───── Given text ─────

# How to manually focus my dSLR



## hyakuhei (Jun 16, 2007)

Hi All,
I have very recently gotten interested in phtotography and by way of dipping my toe in the water I bought a Canon 300D earlier this week.

Like many EOS owners on a budget (I'm a student) I have picked up an older M42 lens and adapter. (I have others but thats off topic).

Obviously, I can't use AF so my question is simple, how can I acheive a good focus with a 300D ? Is it possible to fit a split prism to the view finder? 

I'm used to manual focus on my current film SLR, I'm not sure how hard unassisted(no magic optics) manual focus will be as my camera hasn't actually arrived yet but I'd be interested to know if any of you kind folks knows solutions or techniques to use in this kind of situation...


----------



## hyakuhei (Jun 16, 2007)

Sorry, I posted this in the wrong forum, could admin please bump it to the beginners section please? - Thanks


----------



## Digital Matt (Jun 16, 2007)

You can buy a micro or split prism focus screen for the 300D from Katz Eye.

http://www.katzeyeoptics.com/item--...or-the-Canon-300D-DRebel-Kiss--prod_300D.html

The 300D has a small viewfinder, which is probably a bit smaller than what you are used to.  I won't kid you, it's not fun or easy to manually focus.  I have really great eyes, and I often have trouble with a 20D.  The focus screen might help you.  Another member on here, ksmattfish uses one of those screens with a 20D.  Hopefully he'll see this and come around.  If not, you can PM him.


----------



## hyakuhei (Jun 17, 2007)

Great thanks - I'm researching now!


----------



## ksmattfish (Jun 17, 2007)

I use the Katz Eye split screens in my 20D's, and I like them, although because of the small viewfinder it's still harder than with your average 35mm SLR.  Another company that makes focusing screens is Haoda.

http://haodascreen.com


----------



## jon_k (Jun 17, 2007)

I hate to sound stupid here, but what is a focusing screen? Where exactly does it fit, and how does it help you achieve better focus? I can't find the answers on the internet.

I've found with luck I can achieve better focus manually than my camera can. Although maybe this is because the Olympus E-500 only does focus based on 3 points. Maybe it's because I get to focus on what I want to bring attention to.

Would a focus screen help me? I see they have one for my camera.

[edit]
I understand better now
"In the past, focus screens had precision ground microprism/split-screen focusing
indicators, from which you could clearly see if the subject was in focus or not.
When focused properly, the two halves in the split-screen join and the microprism 
pattern disappears. Wonders of optics."
I remember using a film SLR and it was a cakewalk to focus manually. Man, what are modern cameras doing?

I also looked in to my camera body and I see the location of the focus screen. It's right there at the top of the camera body. It doesn't look like it's suppose to be removed. How do you guys put these things in there? Take it to a camera shop and have a professional replace it with one of these after market screens? I certainly wouldn't want to hack around on my camera.

─────

*Written exercise 1:*
Answer these from the thread on manually focusing a dSLR:
(a) Which camera did hyakuhei buy?
(b) Besides Katz Eye, which company makes focusing screens, according to ksmattfish?
(c) On how many points does jon_k say the Olympus E-500 bases its focus?

───── Supplied information ─────

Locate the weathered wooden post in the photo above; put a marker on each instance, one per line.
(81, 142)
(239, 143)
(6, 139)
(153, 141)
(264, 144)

─────

*Written exercise 2:* Retype the whole listing above, every line of it, with no changes.

*Task output 1:*
(a) A Canon 300D.
(b) Haoda.
(c) 3 points.

*Task output 2:*
Locate the weathered wooden post in the photo above; put a marker on each instance, one per line.
(81, 142)
(239, 143)
(6, 139)
(153, 141)
(264, 144)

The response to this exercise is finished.